• **What this task involves**
All lines from the one with "Locate every instance of the engine" to the end of the listing below are to be transcribed exactly; both end lines are included, and no other lines are.

• **Records for this task**
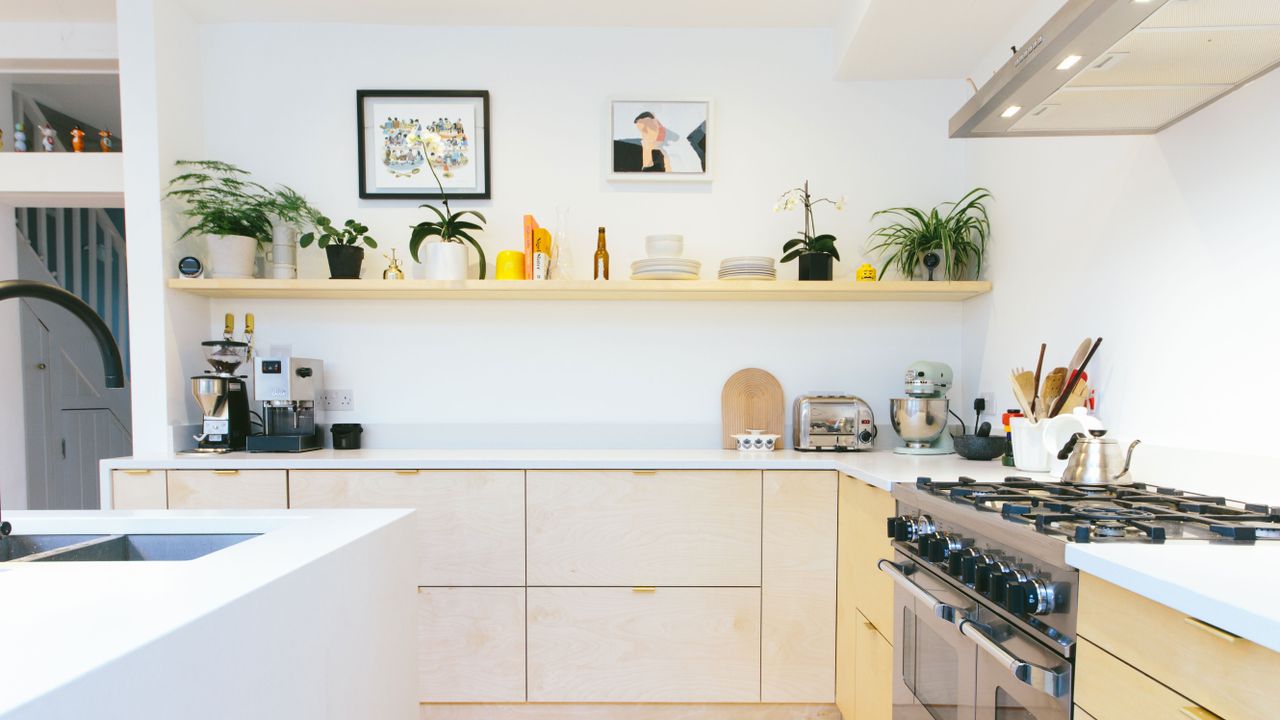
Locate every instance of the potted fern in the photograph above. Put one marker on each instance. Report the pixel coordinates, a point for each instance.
(342, 245)
(446, 259)
(952, 235)
(232, 210)
(814, 253)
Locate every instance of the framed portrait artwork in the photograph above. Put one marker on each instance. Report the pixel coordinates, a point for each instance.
(661, 140)
(405, 135)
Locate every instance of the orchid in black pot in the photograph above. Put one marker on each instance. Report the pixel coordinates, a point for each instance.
(813, 251)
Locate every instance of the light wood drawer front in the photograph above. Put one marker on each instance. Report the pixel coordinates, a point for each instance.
(470, 523)
(1110, 689)
(799, 587)
(1225, 674)
(649, 645)
(228, 490)
(873, 591)
(138, 490)
(471, 645)
(629, 528)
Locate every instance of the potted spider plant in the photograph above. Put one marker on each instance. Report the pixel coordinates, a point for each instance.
(228, 208)
(342, 246)
(952, 235)
(813, 253)
(447, 258)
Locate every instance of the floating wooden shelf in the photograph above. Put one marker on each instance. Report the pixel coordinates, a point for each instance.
(890, 291)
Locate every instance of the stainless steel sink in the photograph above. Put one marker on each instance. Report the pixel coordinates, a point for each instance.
(117, 548)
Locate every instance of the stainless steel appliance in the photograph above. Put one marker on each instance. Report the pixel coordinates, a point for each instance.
(223, 397)
(832, 420)
(1128, 67)
(984, 602)
(920, 418)
(287, 387)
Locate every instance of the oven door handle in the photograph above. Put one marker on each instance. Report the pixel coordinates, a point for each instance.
(947, 613)
(1054, 683)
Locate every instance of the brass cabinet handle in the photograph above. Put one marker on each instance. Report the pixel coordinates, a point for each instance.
(1212, 629)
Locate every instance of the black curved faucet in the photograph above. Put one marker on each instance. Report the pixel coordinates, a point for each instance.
(112, 365)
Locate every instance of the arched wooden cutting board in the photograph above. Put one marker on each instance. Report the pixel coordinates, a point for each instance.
(752, 400)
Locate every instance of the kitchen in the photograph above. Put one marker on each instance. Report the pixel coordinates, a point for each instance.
(574, 493)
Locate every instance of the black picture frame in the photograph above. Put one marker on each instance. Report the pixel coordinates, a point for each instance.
(484, 180)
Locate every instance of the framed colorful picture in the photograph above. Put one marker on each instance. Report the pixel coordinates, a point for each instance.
(412, 142)
(661, 140)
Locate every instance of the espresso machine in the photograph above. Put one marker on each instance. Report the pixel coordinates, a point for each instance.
(287, 387)
(223, 397)
(920, 418)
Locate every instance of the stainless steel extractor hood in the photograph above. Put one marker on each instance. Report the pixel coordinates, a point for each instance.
(1124, 67)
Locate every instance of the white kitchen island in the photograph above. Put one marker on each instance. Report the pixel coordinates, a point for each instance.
(312, 618)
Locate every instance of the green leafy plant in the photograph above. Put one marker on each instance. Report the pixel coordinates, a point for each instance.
(220, 199)
(448, 226)
(956, 231)
(808, 241)
(325, 233)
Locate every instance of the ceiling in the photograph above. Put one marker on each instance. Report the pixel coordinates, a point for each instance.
(929, 39)
(576, 13)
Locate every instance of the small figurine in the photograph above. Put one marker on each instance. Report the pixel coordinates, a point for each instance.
(48, 136)
(393, 272)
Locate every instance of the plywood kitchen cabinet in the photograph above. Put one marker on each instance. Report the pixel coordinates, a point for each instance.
(799, 587)
(471, 645)
(644, 645)
(227, 490)
(1178, 652)
(644, 528)
(470, 523)
(864, 618)
(138, 490)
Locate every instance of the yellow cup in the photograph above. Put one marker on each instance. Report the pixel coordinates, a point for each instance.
(511, 265)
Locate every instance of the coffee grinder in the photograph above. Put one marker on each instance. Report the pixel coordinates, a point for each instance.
(223, 397)
(287, 387)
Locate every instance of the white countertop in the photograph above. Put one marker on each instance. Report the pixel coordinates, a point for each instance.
(62, 620)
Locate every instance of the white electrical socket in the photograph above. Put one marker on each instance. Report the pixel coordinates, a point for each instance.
(337, 400)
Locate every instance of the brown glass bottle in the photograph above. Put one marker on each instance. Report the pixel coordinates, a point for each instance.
(600, 263)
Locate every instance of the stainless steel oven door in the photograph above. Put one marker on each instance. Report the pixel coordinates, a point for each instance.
(1018, 678)
(935, 664)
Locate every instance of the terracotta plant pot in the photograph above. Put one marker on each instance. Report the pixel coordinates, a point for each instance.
(344, 261)
(814, 267)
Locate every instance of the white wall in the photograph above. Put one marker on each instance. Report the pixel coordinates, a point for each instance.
(280, 100)
(1164, 245)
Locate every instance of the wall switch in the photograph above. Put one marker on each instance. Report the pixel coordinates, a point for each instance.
(337, 400)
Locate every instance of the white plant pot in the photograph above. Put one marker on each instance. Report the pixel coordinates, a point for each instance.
(446, 261)
(232, 255)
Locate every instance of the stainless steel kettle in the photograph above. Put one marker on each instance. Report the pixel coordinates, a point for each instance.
(1096, 460)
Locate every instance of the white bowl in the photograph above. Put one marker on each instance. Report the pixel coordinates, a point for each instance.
(664, 245)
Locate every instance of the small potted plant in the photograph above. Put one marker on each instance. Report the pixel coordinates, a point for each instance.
(342, 246)
(229, 209)
(447, 259)
(813, 251)
(952, 235)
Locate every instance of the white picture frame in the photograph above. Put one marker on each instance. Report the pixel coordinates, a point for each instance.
(690, 119)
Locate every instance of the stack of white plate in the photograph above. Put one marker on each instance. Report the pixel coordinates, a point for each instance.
(666, 269)
(748, 269)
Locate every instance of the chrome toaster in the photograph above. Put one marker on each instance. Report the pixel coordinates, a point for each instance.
(832, 422)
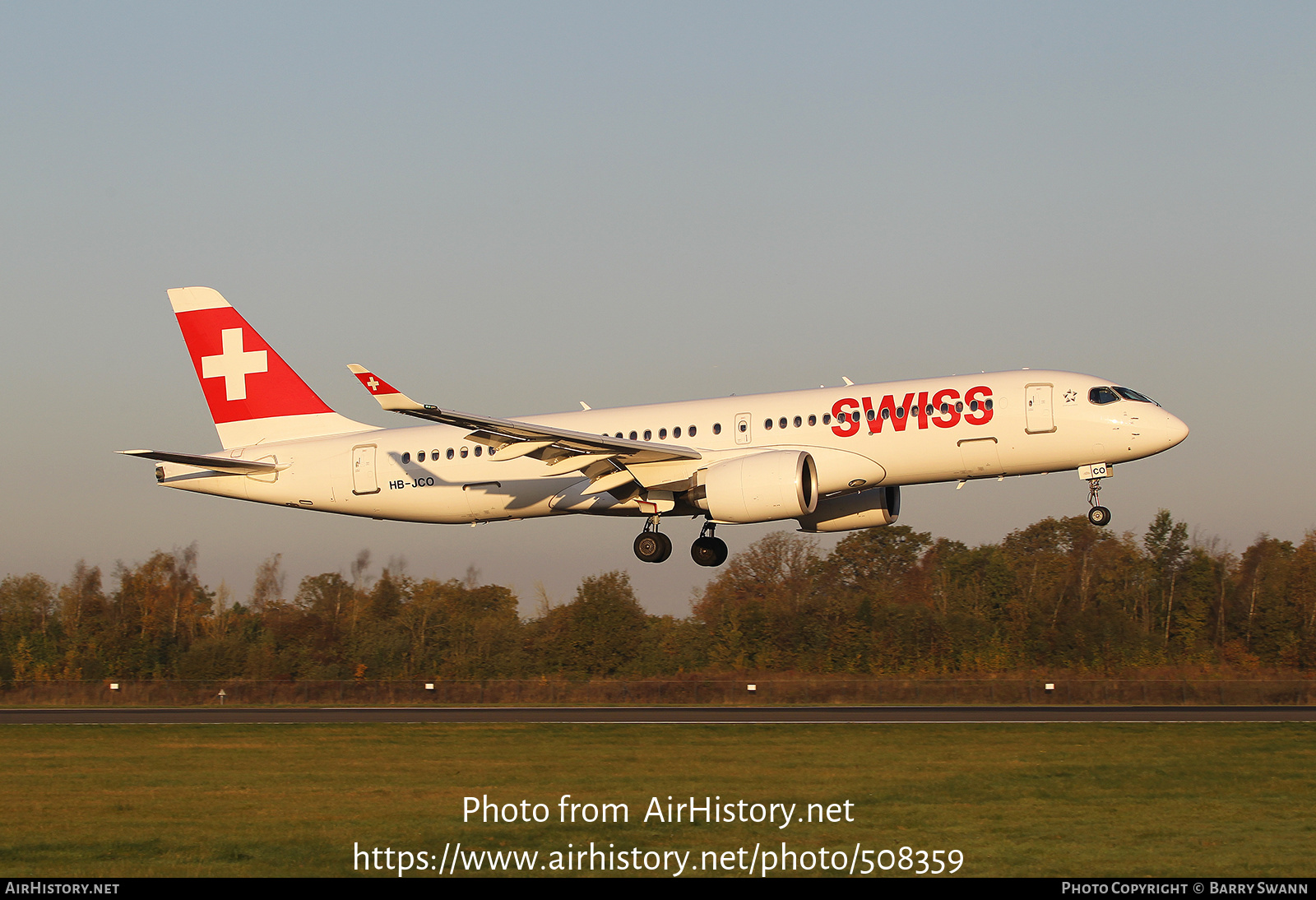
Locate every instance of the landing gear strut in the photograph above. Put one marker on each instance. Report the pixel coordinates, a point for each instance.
(653, 545)
(1098, 515)
(708, 550)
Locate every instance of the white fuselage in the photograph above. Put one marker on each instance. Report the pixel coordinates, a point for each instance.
(1036, 421)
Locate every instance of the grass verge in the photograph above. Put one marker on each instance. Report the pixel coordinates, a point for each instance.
(1070, 799)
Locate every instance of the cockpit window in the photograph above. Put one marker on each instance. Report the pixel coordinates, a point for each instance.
(1133, 395)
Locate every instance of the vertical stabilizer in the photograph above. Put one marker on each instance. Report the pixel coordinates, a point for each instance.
(254, 397)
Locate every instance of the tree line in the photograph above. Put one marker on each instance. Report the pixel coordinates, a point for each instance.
(1059, 594)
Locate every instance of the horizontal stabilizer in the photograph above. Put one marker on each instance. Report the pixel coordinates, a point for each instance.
(215, 463)
(386, 394)
(510, 432)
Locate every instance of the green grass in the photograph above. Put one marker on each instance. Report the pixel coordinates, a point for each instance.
(1096, 799)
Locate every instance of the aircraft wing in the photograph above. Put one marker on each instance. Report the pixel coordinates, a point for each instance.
(563, 449)
(215, 463)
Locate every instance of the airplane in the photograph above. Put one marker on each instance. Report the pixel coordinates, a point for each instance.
(832, 458)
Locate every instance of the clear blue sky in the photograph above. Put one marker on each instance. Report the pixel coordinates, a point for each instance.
(508, 208)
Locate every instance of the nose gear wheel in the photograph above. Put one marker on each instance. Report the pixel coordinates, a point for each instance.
(1098, 515)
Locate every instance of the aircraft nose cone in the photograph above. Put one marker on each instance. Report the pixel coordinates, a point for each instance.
(1175, 430)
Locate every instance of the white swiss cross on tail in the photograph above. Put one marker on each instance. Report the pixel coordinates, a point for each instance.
(223, 345)
(234, 364)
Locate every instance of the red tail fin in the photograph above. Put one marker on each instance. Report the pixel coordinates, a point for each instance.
(253, 395)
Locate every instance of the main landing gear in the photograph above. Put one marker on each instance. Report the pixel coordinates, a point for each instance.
(1098, 515)
(708, 550)
(653, 545)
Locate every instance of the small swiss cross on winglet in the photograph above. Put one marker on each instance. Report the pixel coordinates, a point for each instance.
(386, 394)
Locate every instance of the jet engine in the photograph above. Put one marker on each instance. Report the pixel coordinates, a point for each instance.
(869, 508)
(761, 487)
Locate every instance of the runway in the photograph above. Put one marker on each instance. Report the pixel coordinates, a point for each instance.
(649, 715)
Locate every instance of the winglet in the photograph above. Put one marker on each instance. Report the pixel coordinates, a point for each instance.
(386, 394)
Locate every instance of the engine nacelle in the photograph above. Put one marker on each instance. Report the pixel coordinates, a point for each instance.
(761, 487)
(869, 508)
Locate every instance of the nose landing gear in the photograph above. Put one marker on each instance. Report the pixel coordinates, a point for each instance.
(1098, 515)
(708, 550)
(653, 545)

• **Problem solution**
Locate every instance of the engine nacelle in the photograph above. Put one marker on each instance. Report the pixel coordinates, a point for each instance.
(761, 487)
(869, 508)
Locate every instance of the nose landing gear in the photograph above. Put one marker on each instance. Report the pixel coordinates, a point for each instance.
(1098, 515)
(708, 550)
(653, 545)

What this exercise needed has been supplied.